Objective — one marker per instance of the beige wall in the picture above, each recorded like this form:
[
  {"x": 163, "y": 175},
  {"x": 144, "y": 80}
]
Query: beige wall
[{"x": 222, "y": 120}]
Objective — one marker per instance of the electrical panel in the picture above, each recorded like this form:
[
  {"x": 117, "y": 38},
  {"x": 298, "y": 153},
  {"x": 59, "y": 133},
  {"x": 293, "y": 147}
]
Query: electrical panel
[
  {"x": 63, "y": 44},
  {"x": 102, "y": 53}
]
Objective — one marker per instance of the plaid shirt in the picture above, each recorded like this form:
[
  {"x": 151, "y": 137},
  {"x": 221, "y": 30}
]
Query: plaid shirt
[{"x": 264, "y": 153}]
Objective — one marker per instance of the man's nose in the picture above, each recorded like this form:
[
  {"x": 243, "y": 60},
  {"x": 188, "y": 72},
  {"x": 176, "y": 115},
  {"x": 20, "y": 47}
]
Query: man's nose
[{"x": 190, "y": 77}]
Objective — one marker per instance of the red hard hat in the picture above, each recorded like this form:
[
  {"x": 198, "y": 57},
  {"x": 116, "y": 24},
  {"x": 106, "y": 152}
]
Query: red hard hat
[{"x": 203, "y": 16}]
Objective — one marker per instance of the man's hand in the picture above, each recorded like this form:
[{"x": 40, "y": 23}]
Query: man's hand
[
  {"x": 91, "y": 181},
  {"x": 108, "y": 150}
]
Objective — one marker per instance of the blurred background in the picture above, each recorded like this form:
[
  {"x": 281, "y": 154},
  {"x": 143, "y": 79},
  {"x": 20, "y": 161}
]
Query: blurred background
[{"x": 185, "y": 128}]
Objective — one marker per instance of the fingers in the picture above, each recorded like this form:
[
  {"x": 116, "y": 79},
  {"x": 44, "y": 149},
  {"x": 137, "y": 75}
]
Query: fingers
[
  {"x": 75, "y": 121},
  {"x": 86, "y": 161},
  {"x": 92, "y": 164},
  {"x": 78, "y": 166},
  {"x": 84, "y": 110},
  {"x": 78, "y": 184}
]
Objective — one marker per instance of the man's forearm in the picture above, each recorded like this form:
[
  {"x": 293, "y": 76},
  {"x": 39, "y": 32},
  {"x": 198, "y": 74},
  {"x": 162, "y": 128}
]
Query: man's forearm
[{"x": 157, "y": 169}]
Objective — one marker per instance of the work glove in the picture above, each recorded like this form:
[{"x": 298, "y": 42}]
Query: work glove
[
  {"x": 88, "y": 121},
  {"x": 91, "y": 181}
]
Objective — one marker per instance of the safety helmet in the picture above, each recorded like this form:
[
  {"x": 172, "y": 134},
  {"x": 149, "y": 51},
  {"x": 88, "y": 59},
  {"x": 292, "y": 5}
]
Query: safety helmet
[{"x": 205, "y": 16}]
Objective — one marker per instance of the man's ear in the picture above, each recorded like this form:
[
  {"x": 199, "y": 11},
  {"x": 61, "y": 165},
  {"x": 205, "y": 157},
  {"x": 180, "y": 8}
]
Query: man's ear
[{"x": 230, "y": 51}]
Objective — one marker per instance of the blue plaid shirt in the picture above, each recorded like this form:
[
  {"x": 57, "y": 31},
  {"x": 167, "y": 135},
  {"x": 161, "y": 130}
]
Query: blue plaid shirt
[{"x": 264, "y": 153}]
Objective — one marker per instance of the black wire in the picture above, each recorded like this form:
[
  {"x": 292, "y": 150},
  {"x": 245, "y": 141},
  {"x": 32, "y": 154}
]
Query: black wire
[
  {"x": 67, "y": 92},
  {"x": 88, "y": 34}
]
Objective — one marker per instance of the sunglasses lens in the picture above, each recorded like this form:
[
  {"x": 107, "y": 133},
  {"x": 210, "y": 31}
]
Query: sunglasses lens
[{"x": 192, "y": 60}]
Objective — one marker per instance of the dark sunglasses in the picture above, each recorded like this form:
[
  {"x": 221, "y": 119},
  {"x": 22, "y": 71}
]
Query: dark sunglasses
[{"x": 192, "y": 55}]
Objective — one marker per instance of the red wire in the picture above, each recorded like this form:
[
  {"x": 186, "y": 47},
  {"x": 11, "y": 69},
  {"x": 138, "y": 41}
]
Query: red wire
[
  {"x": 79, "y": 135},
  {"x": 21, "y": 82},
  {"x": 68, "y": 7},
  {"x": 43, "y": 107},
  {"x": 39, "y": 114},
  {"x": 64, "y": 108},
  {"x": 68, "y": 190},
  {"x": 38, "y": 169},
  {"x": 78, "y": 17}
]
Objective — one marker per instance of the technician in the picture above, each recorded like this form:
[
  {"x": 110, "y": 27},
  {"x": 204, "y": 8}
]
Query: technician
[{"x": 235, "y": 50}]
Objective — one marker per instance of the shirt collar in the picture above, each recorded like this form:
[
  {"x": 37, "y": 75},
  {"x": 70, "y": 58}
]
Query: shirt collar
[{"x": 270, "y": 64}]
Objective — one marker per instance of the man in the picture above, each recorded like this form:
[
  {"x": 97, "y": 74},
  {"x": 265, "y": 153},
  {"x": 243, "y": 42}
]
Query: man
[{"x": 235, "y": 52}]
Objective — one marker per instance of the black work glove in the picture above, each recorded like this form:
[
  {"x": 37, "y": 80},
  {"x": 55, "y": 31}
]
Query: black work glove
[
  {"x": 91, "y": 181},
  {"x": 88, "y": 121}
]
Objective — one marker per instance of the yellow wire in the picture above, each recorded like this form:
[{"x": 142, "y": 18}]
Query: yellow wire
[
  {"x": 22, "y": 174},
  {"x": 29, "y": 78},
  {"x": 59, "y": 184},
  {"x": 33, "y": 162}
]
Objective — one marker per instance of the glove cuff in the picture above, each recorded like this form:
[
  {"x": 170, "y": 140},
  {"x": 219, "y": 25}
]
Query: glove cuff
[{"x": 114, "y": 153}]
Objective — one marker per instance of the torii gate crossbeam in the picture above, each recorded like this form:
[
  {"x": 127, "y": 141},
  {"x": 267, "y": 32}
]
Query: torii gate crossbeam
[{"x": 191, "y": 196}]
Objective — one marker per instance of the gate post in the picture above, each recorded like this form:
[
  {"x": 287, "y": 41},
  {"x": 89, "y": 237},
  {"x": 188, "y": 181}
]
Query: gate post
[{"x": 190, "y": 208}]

The exercise:
Repeat the data verbatim.

In response:
Objective — one marker per instance of the beige wall in the picture above, each recorded like this form:
[
  {"x": 163, "y": 175},
  {"x": 144, "y": 80}
]
Query: beige wall
[{"x": 222, "y": 120}]
Objective — one marker per instance of the electrical panel in the picture above, each recorded like this form:
[
  {"x": 117, "y": 38},
  {"x": 298, "y": 153},
  {"x": 59, "y": 133},
  {"x": 293, "y": 147}
]
Query: electrical panel
[
  {"x": 63, "y": 44},
  {"x": 102, "y": 53}
]
Objective — one marker per instance of the plaid shirt in the picture above, each recorded like this form:
[
  {"x": 151, "y": 137},
  {"x": 221, "y": 30}
]
Query: plaid shirt
[{"x": 264, "y": 153}]
Objective — one marker per instance of the man's nose in the picture above, each recorded like this form:
[
  {"x": 243, "y": 60},
  {"x": 188, "y": 72},
  {"x": 176, "y": 115},
  {"x": 20, "y": 47}
]
Query: man's nose
[{"x": 190, "y": 77}]
Objective — one marker per instance of the red hard hat in the picture above, each recorded like this form:
[
  {"x": 198, "y": 57},
  {"x": 116, "y": 24},
  {"x": 106, "y": 152}
]
Query: red hard hat
[{"x": 203, "y": 16}]
Objective — one marker per instance of the man's hand in the picture above, each recorded like this form:
[{"x": 40, "y": 23}]
Query: man's hand
[
  {"x": 91, "y": 181},
  {"x": 108, "y": 150}
]
Objective — one marker per instance of the blurred background in the picture above, each recorded like this form:
[
  {"x": 281, "y": 154},
  {"x": 143, "y": 79},
  {"x": 20, "y": 161}
]
Query: blurred background
[{"x": 185, "y": 128}]
Objective — one marker per instance of the fingers in the picture above, each recorded like this form:
[
  {"x": 116, "y": 79},
  {"x": 44, "y": 149},
  {"x": 137, "y": 75}
]
Query: fingers
[
  {"x": 75, "y": 121},
  {"x": 86, "y": 161},
  {"x": 92, "y": 164},
  {"x": 78, "y": 166},
  {"x": 84, "y": 110},
  {"x": 78, "y": 184}
]
Objective — one marker per instance of the man's forearm in the picture above, each recorded like this form:
[
  {"x": 293, "y": 76},
  {"x": 39, "y": 32},
  {"x": 198, "y": 74},
  {"x": 162, "y": 128}
]
Query: man's forearm
[{"x": 157, "y": 169}]
Objective — one marker per instance of the work glove in the picture above, each recorded like this form:
[{"x": 298, "y": 42}]
Query: work glove
[
  {"x": 88, "y": 121},
  {"x": 91, "y": 181}
]
Objective — one marker per instance of the safety helmet in the picture above, each recorded like this form:
[
  {"x": 172, "y": 134},
  {"x": 149, "y": 51},
  {"x": 88, "y": 59},
  {"x": 292, "y": 5}
]
Query: safety helmet
[{"x": 205, "y": 16}]
Objective — one marker per instance of the man's ear in the picture above, each recorded like this form:
[
  {"x": 199, "y": 11},
  {"x": 61, "y": 165},
  {"x": 205, "y": 157},
  {"x": 180, "y": 8}
]
Query: man's ear
[{"x": 230, "y": 51}]
Objective — one marker per instance of the blue plaid shirt in the picture above, each recorded like this form:
[
  {"x": 57, "y": 31},
  {"x": 167, "y": 135},
  {"x": 161, "y": 130}
]
Query: blue plaid shirt
[{"x": 264, "y": 153}]
Objective — one marker per instance of the black wire in the picture above, each recorded like this form:
[
  {"x": 292, "y": 150},
  {"x": 245, "y": 141},
  {"x": 32, "y": 154}
]
Query: black wire
[
  {"x": 67, "y": 92},
  {"x": 88, "y": 34}
]
Objective — one marker per instance of the sunglasses lens in the picture above, each recorded like this form:
[
  {"x": 107, "y": 133},
  {"x": 210, "y": 31}
]
Query: sunglasses lens
[{"x": 192, "y": 60}]
Objective — one marker per instance of the dark sunglasses in the picture above, each recorded like this form:
[
  {"x": 221, "y": 119},
  {"x": 22, "y": 71}
]
Query: dark sunglasses
[{"x": 192, "y": 55}]
Objective — one marker per instance of the red wire in the picture above, each recorded like this form:
[
  {"x": 186, "y": 47},
  {"x": 11, "y": 69},
  {"x": 138, "y": 41}
]
Query: red wire
[
  {"x": 79, "y": 135},
  {"x": 21, "y": 82},
  {"x": 68, "y": 7},
  {"x": 43, "y": 107},
  {"x": 39, "y": 114},
  {"x": 64, "y": 108},
  {"x": 68, "y": 190},
  {"x": 38, "y": 169},
  {"x": 78, "y": 17}
]
Objective — one marker per instance of the technician in the picture above, each recorded like this form:
[
  {"x": 110, "y": 27},
  {"x": 204, "y": 8}
]
Query: technician
[{"x": 235, "y": 50}]
Objective — one marker per instance of the shirt collar in the picture above, each recorded like this form:
[
  {"x": 37, "y": 75},
  {"x": 70, "y": 58}
]
Query: shirt collar
[{"x": 270, "y": 64}]
Objective — one marker per instance of the man in the picture above, each recorded like this form:
[
  {"x": 97, "y": 74},
  {"x": 265, "y": 153},
  {"x": 243, "y": 42}
]
Query: man
[{"x": 235, "y": 52}]
Objective — one marker per instance of the black work glove in the picture above, each recorded like this form:
[
  {"x": 37, "y": 80},
  {"x": 55, "y": 31}
]
Query: black work glove
[
  {"x": 91, "y": 181},
  {"x": 88, "y": 121}
]
Objective — one marker per instance of the yellow wire in the picture above, each recorded like this form:
[{"x": 142, "y": 18}]
Query: yellow wire
[
  {"x": 22, "y": 174},
  {"x": 29, "y": 78},
  {"x": 59, "y": 184},
  {"x": 33, "y": 162}
]
Objective — one marker per instance of the glove cuff in the picture above, each recorded like this form:
[
  {"x": 170, "y": 140},
  {"x": 219, "y": 25}
]
Query: glove cuff
[{"x": 114, "y": 153}]
Objective — one marker per instance of the torii gate crossbeam in the picture above, each recorded like this form:
[
  {"x": 127, "y": 141},
  {"x": 267, "y": 32}
]
Query: torii gate crossbeam
[{"x": 191, "y": 196}]
Objective — one marker per instance of the gate post in the picture above, each recorded like this form:
[
  {"x": 287, "y": 41},
  {"x": 89, "y": 237},
  {"x": 188, "y": 181}
]
Query: gate post
[{"x": 190, "y": 208}]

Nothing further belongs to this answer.